PASSAGE TO READ:
• • • •
Supplies Needed – General
- Tablecloths and/or newspaper
- Blank ornaments – Either plastic or glass will work well, but I’d suggest using the disc style ornament because they are easy to apply vinyl onto. Be sure to have a few extras on hand.
- Assortment of glitter – I like extra fine glitter, but any glitter will work.
- Assortment of ribbon
- Adhesive vinyl designs (precut)
- Transfer paper or transfer tape
- Polycrylic (or similar)
- 3 ounce paper cups
- Large paper cups
- Snacks and beverages
- *If you don’t want the mess of glitter, you can use paint instead.
Supplies Needed – Per Person
- 1 weeding tool per person
- 1 vinyl applicator per person
- 1 pair of scissors per person
- 1 funnel per person – I prefer to use a funnel to put the glitter into the ornaments, because it cuts down on the mess. Feel free to use your favorite method.
A successful ornament party will probably take around 2 hours. This leaves enough time for visiting with friends, creating the ornaments, snacking, and clean up.
• • • •
OBJECTIVES:
1. Print the part of the ornament party supply list that runs from "Supplies Needed – General" down to "glitter will work.".
2. Answer these questions from the ornament party supply list.
(a) Which style of blank ornament is suggested?
(b) What can be used instead of glitter to avoid the mess?
(c) About how long will a successful ornament party take?
3. For each statement, say whether it agrees with the ornament party supply list, and quote the words that decide it.
(a) Only glass ornaments will work.
(b) Each person needs one funnel.
(c) Only extra fine glitter will work.

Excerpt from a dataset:
• • • •
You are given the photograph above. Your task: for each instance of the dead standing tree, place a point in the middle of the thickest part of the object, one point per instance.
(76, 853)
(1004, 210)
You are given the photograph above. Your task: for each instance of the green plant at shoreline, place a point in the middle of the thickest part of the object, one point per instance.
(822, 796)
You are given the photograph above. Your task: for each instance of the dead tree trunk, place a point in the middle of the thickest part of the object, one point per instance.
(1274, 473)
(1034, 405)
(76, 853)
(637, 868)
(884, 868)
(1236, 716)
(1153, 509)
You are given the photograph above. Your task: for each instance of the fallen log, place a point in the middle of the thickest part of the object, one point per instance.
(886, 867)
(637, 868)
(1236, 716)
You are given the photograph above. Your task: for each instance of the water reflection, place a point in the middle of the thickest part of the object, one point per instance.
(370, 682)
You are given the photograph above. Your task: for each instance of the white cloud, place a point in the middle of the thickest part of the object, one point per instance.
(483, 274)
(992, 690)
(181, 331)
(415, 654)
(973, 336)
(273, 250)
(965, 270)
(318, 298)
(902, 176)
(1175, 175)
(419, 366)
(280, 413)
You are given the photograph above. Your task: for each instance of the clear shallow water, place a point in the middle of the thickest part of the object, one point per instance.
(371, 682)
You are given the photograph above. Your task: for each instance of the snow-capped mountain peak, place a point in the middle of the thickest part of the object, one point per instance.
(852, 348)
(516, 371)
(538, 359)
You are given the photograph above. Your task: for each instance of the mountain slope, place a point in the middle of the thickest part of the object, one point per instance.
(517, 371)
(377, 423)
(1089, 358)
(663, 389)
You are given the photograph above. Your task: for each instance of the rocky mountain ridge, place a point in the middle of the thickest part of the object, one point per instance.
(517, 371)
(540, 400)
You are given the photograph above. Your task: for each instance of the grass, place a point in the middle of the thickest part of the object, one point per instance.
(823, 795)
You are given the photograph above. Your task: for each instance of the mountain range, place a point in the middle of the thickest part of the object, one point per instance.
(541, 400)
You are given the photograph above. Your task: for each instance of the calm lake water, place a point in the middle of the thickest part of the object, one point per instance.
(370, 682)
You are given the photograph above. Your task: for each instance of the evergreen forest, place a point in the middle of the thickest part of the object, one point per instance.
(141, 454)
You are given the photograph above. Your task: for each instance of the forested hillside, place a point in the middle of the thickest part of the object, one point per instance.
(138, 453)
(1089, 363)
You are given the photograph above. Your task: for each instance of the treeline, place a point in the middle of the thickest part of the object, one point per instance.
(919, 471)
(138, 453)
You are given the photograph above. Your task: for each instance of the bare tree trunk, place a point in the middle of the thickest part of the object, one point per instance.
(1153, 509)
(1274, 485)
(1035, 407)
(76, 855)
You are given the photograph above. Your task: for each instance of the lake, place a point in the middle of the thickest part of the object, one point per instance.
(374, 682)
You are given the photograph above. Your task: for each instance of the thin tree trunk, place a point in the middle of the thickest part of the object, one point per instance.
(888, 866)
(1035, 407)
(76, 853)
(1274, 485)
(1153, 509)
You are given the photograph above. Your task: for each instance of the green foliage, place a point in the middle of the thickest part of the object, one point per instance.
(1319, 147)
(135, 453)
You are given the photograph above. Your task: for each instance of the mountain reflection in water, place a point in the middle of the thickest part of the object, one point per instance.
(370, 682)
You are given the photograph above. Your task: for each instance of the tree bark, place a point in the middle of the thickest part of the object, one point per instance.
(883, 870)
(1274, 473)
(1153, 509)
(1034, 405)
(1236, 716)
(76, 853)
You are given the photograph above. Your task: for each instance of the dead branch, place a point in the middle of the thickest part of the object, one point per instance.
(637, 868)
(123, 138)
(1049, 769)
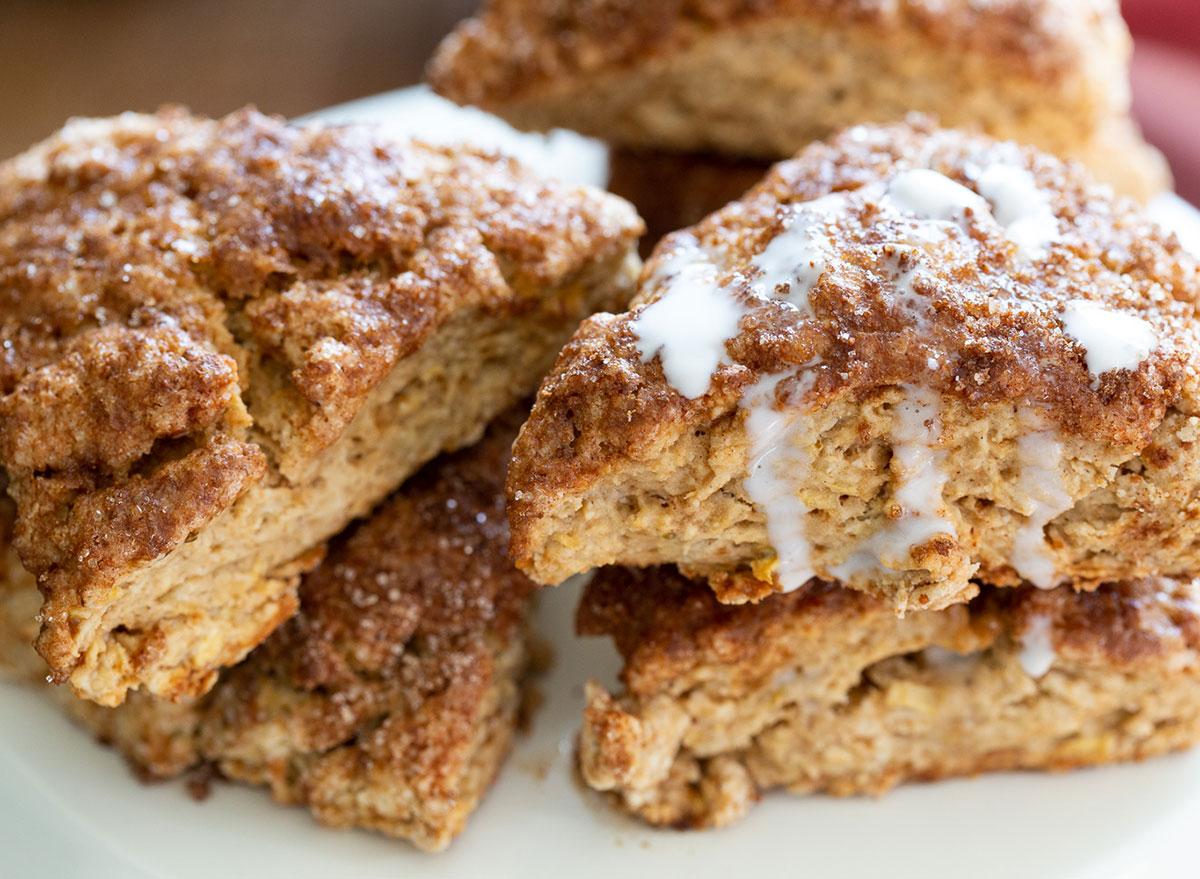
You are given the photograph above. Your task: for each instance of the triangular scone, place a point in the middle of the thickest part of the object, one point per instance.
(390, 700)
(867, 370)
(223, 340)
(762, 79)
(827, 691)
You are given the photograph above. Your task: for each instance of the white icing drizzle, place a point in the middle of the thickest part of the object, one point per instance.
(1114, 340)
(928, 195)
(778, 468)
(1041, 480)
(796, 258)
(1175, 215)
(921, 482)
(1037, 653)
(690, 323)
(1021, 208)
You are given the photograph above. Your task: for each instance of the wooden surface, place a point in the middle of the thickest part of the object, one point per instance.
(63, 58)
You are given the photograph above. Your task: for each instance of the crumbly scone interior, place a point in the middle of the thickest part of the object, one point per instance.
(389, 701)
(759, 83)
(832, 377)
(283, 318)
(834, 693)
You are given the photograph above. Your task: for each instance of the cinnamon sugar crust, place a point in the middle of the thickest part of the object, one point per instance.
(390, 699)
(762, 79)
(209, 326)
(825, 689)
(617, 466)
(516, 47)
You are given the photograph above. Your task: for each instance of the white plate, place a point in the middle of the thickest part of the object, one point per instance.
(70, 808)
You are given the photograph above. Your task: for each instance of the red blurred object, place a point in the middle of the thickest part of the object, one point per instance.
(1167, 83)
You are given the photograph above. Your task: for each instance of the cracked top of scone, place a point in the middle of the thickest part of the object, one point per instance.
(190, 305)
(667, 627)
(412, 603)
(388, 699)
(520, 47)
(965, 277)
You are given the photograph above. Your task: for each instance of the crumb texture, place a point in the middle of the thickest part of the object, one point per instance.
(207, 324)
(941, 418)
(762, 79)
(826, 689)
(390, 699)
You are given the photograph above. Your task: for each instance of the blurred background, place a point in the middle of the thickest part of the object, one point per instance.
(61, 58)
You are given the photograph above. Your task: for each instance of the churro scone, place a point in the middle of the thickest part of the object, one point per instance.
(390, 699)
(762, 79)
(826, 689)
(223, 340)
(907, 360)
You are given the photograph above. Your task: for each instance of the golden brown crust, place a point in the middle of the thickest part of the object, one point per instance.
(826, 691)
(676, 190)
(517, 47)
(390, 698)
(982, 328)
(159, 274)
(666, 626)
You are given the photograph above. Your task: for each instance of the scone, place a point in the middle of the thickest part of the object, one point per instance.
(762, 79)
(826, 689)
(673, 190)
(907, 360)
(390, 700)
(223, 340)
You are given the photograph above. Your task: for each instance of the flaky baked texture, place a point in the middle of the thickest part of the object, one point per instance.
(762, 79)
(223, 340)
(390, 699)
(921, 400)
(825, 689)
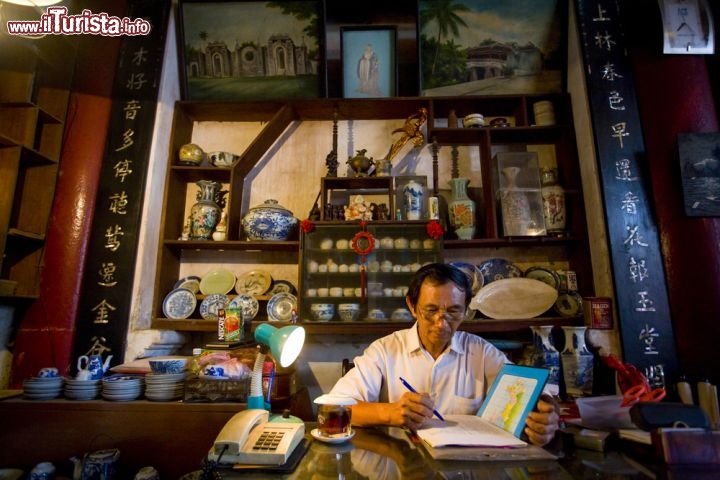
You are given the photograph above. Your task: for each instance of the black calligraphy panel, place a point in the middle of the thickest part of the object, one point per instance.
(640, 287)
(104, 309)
• • • •
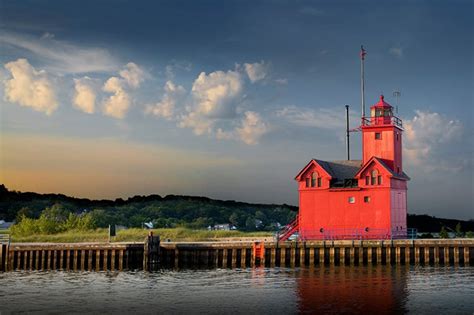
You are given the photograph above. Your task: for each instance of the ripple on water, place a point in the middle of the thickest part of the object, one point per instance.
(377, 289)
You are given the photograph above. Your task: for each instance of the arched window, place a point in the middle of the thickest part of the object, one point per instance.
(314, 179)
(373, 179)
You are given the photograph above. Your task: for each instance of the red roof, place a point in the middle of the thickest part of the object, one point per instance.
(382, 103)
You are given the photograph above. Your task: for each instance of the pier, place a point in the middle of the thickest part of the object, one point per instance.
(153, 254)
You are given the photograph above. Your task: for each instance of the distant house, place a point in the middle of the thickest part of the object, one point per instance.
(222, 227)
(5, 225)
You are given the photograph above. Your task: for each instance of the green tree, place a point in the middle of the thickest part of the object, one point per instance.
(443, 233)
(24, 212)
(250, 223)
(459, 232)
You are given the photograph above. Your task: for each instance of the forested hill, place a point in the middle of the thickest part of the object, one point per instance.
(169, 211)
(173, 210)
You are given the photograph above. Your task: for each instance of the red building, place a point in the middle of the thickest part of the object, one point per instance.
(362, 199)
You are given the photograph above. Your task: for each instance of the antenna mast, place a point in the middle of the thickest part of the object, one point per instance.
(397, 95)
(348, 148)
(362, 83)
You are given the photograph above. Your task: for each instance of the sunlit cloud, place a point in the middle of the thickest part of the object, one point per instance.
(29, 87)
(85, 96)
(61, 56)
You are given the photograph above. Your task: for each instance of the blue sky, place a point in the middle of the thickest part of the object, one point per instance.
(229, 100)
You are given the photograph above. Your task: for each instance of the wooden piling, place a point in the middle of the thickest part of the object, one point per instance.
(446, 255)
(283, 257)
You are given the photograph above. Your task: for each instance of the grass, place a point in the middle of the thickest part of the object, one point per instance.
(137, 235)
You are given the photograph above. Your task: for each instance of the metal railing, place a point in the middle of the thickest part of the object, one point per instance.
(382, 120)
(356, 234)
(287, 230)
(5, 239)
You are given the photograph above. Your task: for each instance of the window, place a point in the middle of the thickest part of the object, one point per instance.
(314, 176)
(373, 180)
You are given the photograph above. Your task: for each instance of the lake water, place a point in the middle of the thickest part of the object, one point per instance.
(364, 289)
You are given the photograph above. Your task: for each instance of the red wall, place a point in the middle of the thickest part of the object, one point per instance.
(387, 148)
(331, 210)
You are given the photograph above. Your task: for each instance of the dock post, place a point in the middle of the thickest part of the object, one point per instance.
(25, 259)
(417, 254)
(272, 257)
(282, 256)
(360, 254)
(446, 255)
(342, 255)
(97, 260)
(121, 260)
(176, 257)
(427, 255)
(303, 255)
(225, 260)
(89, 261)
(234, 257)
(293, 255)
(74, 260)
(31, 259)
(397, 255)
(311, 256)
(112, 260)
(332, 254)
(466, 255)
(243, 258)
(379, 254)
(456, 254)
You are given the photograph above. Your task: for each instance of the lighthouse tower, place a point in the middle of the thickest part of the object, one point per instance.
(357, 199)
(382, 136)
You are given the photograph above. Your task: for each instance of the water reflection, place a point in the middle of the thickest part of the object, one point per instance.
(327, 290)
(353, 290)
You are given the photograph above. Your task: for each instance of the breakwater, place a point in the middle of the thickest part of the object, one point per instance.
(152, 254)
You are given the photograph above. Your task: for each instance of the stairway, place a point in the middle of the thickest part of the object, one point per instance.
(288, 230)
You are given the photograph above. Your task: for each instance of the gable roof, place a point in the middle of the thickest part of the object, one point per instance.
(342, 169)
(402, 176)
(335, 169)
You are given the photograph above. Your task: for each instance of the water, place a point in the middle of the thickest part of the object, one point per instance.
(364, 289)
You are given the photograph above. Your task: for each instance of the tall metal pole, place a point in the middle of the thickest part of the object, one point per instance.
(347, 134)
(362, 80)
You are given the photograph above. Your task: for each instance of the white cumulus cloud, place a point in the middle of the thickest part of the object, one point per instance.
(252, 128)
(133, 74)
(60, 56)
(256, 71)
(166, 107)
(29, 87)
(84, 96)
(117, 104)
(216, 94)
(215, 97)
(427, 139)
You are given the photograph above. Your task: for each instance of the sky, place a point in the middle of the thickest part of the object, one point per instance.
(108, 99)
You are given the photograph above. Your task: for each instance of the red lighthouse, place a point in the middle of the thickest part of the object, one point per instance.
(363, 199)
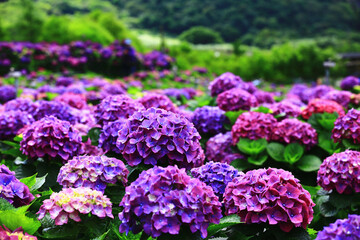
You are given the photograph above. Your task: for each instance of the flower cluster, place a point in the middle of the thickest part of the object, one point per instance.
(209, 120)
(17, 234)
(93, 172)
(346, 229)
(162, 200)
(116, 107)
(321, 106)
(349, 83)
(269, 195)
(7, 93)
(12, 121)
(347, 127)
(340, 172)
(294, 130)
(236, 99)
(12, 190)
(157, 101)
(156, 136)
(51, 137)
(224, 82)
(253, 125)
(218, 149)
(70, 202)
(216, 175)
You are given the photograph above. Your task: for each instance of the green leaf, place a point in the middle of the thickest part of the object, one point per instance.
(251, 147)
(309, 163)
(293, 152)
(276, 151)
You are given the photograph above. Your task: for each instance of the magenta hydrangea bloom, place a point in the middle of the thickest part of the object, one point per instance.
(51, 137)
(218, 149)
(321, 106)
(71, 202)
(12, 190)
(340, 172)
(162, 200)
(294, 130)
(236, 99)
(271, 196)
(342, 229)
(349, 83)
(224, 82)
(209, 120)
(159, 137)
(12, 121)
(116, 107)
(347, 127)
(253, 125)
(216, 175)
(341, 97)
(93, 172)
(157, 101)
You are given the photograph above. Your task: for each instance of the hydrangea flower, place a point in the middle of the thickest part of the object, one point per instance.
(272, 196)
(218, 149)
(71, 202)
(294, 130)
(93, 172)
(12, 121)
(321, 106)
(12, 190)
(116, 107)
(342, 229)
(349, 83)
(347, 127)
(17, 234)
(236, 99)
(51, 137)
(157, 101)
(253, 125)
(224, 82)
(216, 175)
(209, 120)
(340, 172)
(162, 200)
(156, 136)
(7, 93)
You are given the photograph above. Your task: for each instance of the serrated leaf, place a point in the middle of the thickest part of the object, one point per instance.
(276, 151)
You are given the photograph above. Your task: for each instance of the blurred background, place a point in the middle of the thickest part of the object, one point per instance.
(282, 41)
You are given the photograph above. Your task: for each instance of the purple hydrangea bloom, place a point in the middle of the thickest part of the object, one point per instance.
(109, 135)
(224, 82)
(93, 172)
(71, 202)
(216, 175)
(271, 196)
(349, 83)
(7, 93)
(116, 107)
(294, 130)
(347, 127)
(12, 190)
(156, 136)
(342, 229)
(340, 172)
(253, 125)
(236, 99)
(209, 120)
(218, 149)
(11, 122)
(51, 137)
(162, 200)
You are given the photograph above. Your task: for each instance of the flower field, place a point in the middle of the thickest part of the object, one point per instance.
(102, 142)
• • • •
RESPONSES TO THE EXERCISE:
1.
Supplies Needed – General
- Tablecloths and/or newspaper
- Blank ornaments – Either plastic or glass will work well, but I’d suggest using the disc style ornament because they are easy to apply vinyl onto. Be sure to have a few extras on hand.
- Assortment of glitter – I like extra fine glitter, but any glitter will work.

2.
(a) The disc style ornament.
(b) Paint.
(c) Around 2 hours.

3.
(a) No: "Either plastic or glass will work well"
(b) Yes: "1 funnel per person"
(c) No: "I like extra fine glitter, but any glitter will work."